Rewrite the lines starting at the one that contains "One point belongs to every instance of the porch" and ending at the last line of the entries, renaming "shrub" as "bush" and keeping everything else the same.

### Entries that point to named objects
begin

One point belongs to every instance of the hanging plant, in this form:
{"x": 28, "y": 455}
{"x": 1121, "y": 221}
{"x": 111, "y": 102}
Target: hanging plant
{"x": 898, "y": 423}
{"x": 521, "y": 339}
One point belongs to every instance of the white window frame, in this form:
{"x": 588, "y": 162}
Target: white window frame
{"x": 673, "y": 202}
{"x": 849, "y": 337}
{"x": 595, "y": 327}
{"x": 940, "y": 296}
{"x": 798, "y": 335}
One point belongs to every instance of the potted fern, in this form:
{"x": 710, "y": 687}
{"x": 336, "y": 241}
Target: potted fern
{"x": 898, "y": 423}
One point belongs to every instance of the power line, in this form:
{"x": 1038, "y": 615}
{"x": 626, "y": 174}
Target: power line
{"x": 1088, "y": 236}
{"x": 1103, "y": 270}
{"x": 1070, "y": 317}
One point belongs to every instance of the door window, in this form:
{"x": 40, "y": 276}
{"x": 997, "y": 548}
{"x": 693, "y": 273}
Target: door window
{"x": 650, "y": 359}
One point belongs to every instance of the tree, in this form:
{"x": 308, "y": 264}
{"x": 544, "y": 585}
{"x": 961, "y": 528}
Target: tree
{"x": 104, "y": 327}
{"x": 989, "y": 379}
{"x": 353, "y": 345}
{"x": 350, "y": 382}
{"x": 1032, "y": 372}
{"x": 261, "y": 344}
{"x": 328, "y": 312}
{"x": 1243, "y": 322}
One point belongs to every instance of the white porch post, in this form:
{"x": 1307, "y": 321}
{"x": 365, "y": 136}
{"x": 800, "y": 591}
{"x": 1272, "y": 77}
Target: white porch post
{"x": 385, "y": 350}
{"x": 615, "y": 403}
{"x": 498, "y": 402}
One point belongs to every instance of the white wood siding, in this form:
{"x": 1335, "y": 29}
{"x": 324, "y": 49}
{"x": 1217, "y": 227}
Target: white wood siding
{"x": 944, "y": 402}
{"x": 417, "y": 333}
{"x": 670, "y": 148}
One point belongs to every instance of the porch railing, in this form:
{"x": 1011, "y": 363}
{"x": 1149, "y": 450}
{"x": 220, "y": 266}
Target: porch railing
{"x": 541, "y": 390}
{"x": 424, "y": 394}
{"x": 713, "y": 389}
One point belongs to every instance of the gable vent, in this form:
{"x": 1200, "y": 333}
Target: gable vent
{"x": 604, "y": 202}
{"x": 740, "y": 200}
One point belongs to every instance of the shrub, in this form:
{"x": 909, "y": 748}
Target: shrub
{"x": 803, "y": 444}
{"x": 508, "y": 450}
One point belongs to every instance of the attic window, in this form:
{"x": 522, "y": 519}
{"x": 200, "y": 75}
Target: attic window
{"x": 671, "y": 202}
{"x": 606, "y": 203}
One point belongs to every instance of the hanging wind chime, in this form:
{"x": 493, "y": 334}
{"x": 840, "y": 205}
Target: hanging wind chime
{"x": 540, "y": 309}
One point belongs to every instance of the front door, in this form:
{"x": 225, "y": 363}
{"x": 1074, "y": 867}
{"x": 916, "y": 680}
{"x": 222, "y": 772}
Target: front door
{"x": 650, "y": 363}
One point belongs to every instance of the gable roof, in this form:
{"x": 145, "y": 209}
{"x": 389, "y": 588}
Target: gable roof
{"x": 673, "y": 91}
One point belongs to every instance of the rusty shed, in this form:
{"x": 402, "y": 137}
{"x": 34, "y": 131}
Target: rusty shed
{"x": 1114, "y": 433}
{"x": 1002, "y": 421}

end

### Solution to this task
One point belongs to every instance of the porch railing, in this form:
{"x": 1011, "y": 363}
{"x": 1149, "y": 450}
{"x": 220, "y": 266}
Target: porch railing
{"x": 541, "y": 390}
{"x": 424, "y": 394}
{"x": 713, "y": 389}
One point belongs to every instance of the gable vent, in this form:
{"x": 1200, "y": 333}
Target: gable vent
{"x": 604, "y": 202}
{"x": 740, "y": 200}
One point belongs to every instance of the bush, in this form:
{"x": 909, "y": 748}
Target: bush
{"x": 803, "y": 444}
{"x": 508, "y": 450}
One point belongs to every instance of the attic window, in this form:
{"x": 522, "y": 519}
{"x": 200, "y": 75}
Target: attic window
{"x": 671, "y": 202}
{"x": 606, "y": 203}
One point belongs to every instance of the hanging wind chime, in this form:
{"x": 493, "y": 334}
{"x": 840, "y": 205}
Target: hanging wind chime
{"x": 540, "y": 309}
One point belongs to every instance of the front door, in this form:
{"x": 225, "y": 363}
{"x": 1074, "y": 867}
{"x": 916, "y": 680}
{"x": 222, "y": 772}
Target: front door
{"x": 650, "y": 363}
One point belongs to every instance of the gable roof, in this form:
{"x": 145, "y": 209}
{"x": 389, "y": 588}
Target: gable roof
{"x": 673, "y": 91}
One point belongs to every instance of the rusty shed, in this form:
{"x": 402, "y": 137}
{"x": 34, "y": 131}
Target: rusty shed
{"x": 1114, "y": 433}
{"x": 1002, "y": 421}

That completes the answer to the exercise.